*** SOURCE DOCUMENT Section Begins ***

In particular, we concentrate on the following specialized applications:

Democratization of urban data for healthy cities. We integrate the various urban data sources, especially by way of crowd-Xing, to better understand city nuisances. This goes from raw pollution sensing (e.g., sensing noise) to the sensing of its impact on citizens (e.g., how people react to urban noise and how this affects their health).
Social applications. Mobile applications are being considered by sociologists as a major vehicle to actively involve citizens and thereby prompt them to become activists. We study such a vehicle from the ICT perspective and in particular elicit relevant middleware solutions to ease the development of such “civic apps".

4.2 Home network diagnosis

With the availability of cheap broadband connectivity, Internet access from the home has become a ubiquity. Modern households host a multitude of networked devices, ranging from personal devices such as laptops and smartphones to printers and media centers. These devices connect among themselves and to the Internet via a local-area network–a home network–that has become an important part of the “Internet experience”. In fact, ample anecdotal evidence suggests that the home network can cause a wide array of connectivity impediments, but their nature, prevalence, and significance remain largely unstudied.

Our long-term goal is to assist users with concrete indicators of the quality of their Internet access, causes of potential problems and–ideally–ways to fix them. We intend to develop a set of easy-to-use home network monitoring and diagnosis tools. The development of home network monitoring and diagnosis tools brings a number of challenges. First, home networks are heterogeneous. The set of devices, configurations, and applications in home networks vary significantly from one home to another. We must develop sophisticated techniques that can learn and adapt to any home network as well as to the level of expertise of the user. Second, Internet application and services are also heterogeneous with very diverse network requirements. We must develop methods that can infer application quality solely from the observation of (often encrypted) application network traffic. There are numerous ways in which applications can fail or experience poor performance in home networks. Often there are a number of explanations for a given symptom. We must devise techniques that can identify the most likely cause(s) for a given problem from a set of possible causes. Finally, even if we can identify the cause of the problem, we must then be able to identify a solution. It is important that the output of the diagnosis tools we build is “actionable”. Users should understand the output and know what to do.

In our patternship with Princeton University (associate team HOMENET) we have deployed monitoring infrastructure within users’ homes. We are developing a mostly passive measurement system to monitor the performance of user applications, which we call Network Microscope. We are developing Network Microscope to run in a box acting as home gateway. We have deployed these boxes in 50 homes in the US and 10 in France. The US deployment was ran and financed by the Wall Street Journal. They were interested in understanding the relationship between Internet access speed and video quality. We have been discussing with Internet regulators (in particular, FCC, ACERP, and BEREC) as well as residential access ISP in how Network Microscope can help overcome the shortcomings of existing Internet quality monitoring systems.

*** SOURCE DOCUMENT Section Ends ***
*** INFORMATION PROVIDED Section Begins ***

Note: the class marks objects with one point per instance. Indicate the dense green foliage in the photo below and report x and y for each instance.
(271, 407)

*** INFORMATION PROVIDED Section Ends ***
*** INFORMATION PROVIDED Section Begins ***

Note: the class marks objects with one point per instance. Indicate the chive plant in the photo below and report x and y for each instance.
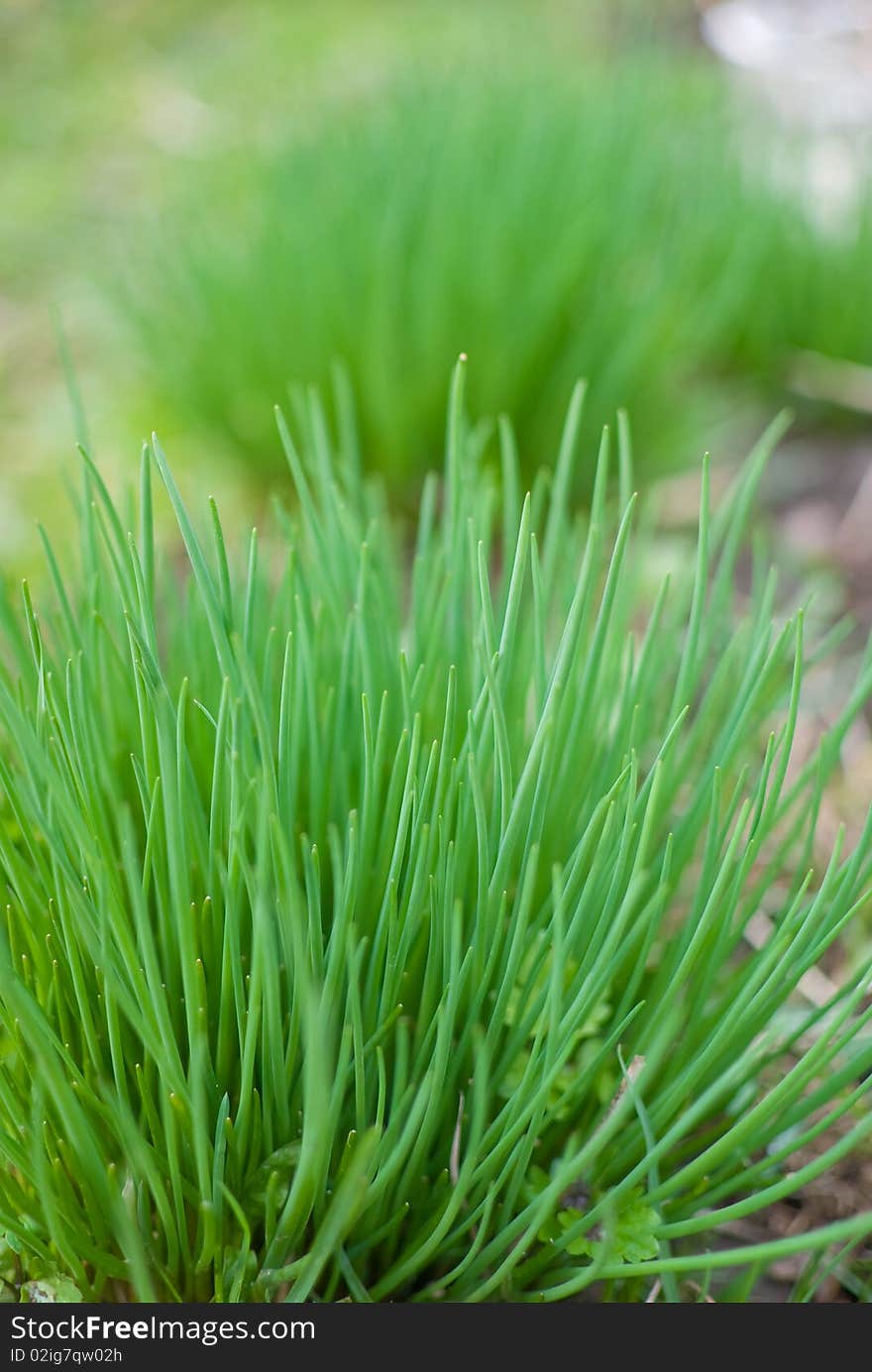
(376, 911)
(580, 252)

*** INFORMATION PROVIDED Section Ends ***
*** INFORMATION PROVIDED Section Begins ***

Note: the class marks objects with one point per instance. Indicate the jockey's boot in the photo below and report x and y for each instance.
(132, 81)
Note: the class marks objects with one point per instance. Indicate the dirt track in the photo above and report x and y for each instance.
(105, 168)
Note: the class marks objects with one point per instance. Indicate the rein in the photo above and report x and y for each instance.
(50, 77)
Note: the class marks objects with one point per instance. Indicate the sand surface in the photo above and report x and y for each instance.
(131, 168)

*** INFORMATION PROVIDED Section Ends ***

PROBLEM
Carry the research-program text on home network diagnosis forward from its final sentence.

YOUR RESPONSE
4.3 Mobile Internet quality of experience

Mobile Internet usage has boomed with the advent of ever smarter handheld devices and the spread of fast wireless access. People rely on mobile Internet for everyday tasks such as banking, shopping, or entertainment. The importance of mobile Internet in our lives raises people’s expectations. Ensuring good Internet user experience (or Quality of Experience—QoE) is challenging, due to the heavily distributed nature of Internet services. For mobile applications, this goal is even more challenging as access connectivity is less predictable due to user mobility, and the form factor of mobile devices limits the presentation of content. For these reasons, the ability to monitor QoE metrics of mobile applications is essential to determine when the perceived application quality degrades and what causes this degradation in the chain of delivery. Our goal is to improve QoE of mobile applications.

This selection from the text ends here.